──────── Material shown ────────
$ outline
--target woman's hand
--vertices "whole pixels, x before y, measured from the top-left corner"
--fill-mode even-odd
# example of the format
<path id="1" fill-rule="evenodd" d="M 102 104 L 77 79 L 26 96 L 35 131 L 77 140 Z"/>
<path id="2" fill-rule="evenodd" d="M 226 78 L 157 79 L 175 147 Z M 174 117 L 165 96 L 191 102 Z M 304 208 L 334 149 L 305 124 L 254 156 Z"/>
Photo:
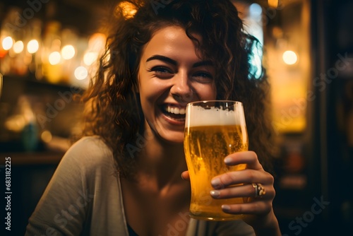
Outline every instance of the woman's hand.
<path id="1" fill-rule="evenodd" d="M 246 164 L 247 167 L 244 170 L 215 177 L 211 182 L 214 188 L 210 192 L 211 196 L 217 199 L 242 197 L 246 201 L 244 203 L 223 205 L 223 211 L 246 215 L 244 220 L 253 228 L 257 235 L 281 235 L 273 208 L 275 195 L 274 178 L 263 170 L 256 153 L 253 151 L 234 153 L 227 156 L 225 163 L 229 166 Z M 188 179 L 189 172 L 184 172 L 181 177 Z M 265 194 L 256 196 L 253 183 L 261 184 Z"/>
────────
* _Work to do_
Please render every line of the records above as a Markdown table with the columns Row and Text, numbering the rows and skipping blank lines. Leave the pictures out of the answer.

* _Finished task_
| Row | Text |
|---|---|
| 1 | $ outline |
| 2 | --target woman's hand |
| 3 | --vertices "whole pixels, x before y, measured from the top-left corner" |
| 4 | --fill-mode even-odd |
| 5 | # example of the format |
| 6 | <path id="1" fill-rule="evenodd" d="M 102 104 L 77 79 L 26 96 L 35 131 L 77 140 Z"/> |
| 7 | <path id="2" fill-rule="evenodd" d="M 226 78 L 157 79 L 175 147 Z M 174 117 L 165 96 L 191 102 Z M 304 208 L 334 149 L 305 124 L 254 156 Z"/> |
| 8 | Photo: |
| 9 | Outline every instance of the woman's hand. |
| 10 | <path id="1" fill-rule="evenodd" d="M 246 164 L 247 167 L 244 170 L 215 177 L 211 182 L 214 188 L 210 192 L 211 196 L 217 199 L 242 197 L 246 201 L 244 203 L 223 205 L 223 211 L 246 215 L 244 220 L 253 228 L 257 235 L 281 235 L 273 208 L 275 195 L 274 178 L 263 170 L 256 153 L 253 151 L 234 153 L 227 156 L 225 163 L 229 166 Z M 188 179 L 189 172 L 184 172 L 181 177 Z M 265 194 L 256 196 L 253 183 L 261 184 Z"/> |